**Stated exercise**
Lay out only the entries from the line containing "flag -> outlines" through the line containing "[[[129,135],[129,139],[131,140],[133,139],[133,134]]]" as a two-column CSV with columns named task and answer. Give one row per entry, putting each value in a single quoted field with its line breaks replaced by spaces.

Items from a dataset
■ ■ ■ ■ ■ ■ ■

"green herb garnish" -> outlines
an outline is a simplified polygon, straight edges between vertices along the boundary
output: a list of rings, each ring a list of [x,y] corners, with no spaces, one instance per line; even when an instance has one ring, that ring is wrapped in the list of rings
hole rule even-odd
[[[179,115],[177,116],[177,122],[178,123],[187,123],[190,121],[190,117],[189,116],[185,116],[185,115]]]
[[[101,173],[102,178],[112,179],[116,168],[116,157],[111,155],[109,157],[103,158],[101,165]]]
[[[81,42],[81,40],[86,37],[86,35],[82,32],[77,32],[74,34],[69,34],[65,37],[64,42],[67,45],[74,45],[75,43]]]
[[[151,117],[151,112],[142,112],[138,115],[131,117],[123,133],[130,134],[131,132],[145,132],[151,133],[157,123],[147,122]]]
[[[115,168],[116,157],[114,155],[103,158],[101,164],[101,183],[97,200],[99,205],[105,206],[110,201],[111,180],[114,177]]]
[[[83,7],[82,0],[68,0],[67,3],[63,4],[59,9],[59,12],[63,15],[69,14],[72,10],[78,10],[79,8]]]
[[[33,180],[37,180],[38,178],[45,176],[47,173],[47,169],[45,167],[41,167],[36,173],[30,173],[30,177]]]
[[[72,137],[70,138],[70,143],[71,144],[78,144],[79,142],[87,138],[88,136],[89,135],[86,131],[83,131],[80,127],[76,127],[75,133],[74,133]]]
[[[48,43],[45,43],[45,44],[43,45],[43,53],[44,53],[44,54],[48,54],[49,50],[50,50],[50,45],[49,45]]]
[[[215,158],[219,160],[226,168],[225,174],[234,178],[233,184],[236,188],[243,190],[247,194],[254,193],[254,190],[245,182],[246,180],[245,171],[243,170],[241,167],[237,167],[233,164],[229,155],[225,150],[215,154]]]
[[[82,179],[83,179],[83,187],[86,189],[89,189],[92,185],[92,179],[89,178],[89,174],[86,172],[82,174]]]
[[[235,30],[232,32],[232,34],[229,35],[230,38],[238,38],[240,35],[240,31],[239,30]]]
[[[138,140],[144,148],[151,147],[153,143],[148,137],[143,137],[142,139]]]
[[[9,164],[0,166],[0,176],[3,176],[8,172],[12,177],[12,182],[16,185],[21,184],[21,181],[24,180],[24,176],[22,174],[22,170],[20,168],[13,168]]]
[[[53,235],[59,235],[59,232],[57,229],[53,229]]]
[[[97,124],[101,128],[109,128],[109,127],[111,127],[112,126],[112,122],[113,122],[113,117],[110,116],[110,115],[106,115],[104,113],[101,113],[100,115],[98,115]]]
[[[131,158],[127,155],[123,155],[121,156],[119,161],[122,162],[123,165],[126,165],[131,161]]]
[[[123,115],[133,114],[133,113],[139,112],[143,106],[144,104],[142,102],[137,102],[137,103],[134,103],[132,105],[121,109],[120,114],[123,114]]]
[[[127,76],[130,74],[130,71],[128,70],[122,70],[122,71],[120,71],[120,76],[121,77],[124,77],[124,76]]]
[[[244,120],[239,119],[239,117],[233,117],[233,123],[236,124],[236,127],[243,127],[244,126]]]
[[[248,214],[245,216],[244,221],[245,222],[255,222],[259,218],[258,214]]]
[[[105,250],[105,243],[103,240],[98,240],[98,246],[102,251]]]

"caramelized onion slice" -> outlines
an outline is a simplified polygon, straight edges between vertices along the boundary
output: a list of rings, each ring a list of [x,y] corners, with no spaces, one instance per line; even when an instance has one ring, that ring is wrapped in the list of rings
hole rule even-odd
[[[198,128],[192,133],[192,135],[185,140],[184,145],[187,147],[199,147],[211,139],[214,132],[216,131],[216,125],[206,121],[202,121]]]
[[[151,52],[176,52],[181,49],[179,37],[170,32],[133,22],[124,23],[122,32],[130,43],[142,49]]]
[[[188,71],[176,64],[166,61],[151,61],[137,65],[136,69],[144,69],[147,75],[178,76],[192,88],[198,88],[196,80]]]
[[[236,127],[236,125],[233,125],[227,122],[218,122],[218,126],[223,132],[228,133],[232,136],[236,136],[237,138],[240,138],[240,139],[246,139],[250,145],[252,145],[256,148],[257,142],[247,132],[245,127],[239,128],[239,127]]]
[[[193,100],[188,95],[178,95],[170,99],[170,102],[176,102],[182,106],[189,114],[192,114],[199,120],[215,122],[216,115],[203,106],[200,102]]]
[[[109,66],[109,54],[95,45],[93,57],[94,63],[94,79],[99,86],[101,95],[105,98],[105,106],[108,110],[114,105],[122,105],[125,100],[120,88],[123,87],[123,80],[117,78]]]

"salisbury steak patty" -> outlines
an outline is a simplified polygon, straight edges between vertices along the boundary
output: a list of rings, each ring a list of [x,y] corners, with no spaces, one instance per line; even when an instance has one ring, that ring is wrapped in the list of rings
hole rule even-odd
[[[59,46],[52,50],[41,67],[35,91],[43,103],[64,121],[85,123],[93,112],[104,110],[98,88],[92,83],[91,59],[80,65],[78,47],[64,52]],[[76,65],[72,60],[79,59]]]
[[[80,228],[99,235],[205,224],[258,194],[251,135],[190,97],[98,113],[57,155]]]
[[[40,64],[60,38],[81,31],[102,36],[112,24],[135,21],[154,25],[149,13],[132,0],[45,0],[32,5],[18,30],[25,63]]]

■ ■ ■ ■ ■ ■ ■

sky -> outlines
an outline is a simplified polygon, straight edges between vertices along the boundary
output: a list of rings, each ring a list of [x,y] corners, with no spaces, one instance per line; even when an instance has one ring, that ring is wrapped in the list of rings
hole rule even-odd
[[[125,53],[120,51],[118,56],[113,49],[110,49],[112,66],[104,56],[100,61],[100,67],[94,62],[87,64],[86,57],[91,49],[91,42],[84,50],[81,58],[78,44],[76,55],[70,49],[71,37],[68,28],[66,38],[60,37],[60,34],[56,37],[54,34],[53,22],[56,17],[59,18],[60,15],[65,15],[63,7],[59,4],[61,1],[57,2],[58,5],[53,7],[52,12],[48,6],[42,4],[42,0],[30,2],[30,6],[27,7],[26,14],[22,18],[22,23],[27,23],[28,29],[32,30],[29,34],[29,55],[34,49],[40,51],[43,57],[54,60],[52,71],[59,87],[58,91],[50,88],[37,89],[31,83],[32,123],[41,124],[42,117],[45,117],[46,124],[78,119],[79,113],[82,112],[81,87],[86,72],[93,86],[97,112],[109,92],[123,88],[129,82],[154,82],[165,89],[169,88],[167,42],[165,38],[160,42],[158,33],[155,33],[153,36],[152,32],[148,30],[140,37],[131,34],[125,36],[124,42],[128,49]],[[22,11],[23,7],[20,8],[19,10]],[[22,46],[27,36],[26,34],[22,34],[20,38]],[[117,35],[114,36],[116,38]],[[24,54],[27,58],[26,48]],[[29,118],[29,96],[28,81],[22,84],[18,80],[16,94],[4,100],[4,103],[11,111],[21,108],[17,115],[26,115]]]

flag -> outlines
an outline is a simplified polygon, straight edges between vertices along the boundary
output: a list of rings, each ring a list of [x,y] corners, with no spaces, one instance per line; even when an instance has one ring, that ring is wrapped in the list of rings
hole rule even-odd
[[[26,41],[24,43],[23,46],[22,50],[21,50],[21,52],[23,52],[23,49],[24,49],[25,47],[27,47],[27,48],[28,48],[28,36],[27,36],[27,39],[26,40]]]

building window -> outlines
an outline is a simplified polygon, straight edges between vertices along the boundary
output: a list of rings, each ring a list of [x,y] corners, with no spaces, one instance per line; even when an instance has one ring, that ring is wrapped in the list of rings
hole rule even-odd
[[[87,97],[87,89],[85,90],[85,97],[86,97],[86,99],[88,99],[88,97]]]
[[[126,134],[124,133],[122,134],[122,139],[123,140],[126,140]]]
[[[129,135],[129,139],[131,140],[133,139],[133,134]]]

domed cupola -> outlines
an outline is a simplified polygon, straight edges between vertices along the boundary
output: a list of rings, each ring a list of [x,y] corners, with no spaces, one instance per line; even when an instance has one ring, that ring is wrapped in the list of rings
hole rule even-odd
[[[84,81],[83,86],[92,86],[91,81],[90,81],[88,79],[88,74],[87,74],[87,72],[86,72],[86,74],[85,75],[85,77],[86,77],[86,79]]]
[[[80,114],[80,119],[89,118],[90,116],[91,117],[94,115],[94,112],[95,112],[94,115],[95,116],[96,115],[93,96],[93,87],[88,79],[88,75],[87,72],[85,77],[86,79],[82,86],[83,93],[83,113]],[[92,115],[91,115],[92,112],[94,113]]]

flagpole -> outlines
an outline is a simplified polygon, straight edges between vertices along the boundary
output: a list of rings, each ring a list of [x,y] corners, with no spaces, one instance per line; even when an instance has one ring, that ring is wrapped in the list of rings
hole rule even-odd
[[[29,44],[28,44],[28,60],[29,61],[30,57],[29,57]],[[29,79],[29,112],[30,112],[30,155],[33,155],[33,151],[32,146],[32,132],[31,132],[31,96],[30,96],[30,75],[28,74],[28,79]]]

■ ■ ■ ■ ■ ■ ■

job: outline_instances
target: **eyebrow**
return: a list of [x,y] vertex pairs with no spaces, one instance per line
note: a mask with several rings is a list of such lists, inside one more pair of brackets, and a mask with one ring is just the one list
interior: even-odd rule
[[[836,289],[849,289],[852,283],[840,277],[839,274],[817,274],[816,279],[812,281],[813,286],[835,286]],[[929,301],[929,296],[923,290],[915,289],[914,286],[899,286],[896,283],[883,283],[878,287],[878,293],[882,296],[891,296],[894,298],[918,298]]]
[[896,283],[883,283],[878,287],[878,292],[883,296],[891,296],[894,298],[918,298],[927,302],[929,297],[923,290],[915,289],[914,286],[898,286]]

■ ■ ■ ■ ■ ■ ■

**Written solution**
task,answer
"flag -> outlines an outline is a simplified polygon, straight edges between vertices along the boundary output: a list of rings, each ring a list of [x,y] corners, with no spaces, one instance per line; even when an instance has one ring, that ring is wrapped in the list of rings hole rule even-odd","[[[26,41],[24,43],[23,46],[22,50],[21,50],[21,52],[23,52],[23,49],[24,49],[25,47],[27,47],[27,48],[28,48],[28,36],[27,36],[27,39],[26,40]]]"
"building window -> outlines an outline is a simplified polygon, straight edges between vertices along the boundary output: a list of rings, each ring a list of [x,y] corners, with no spaces, one instance per line; even when an instance has one ring, that ring is wrapped in the list of rings hole rule even-odd","[[[87,97],[87,89],[85,90],[85,97],[86,97],[86,99],[88,99],[88,97]]] [[[126,134],[124,133],[122,134],[122,139],[123,140],[126,140]]] [[[129,135],[129,139],[131,140],[133,139],[133,134]]]"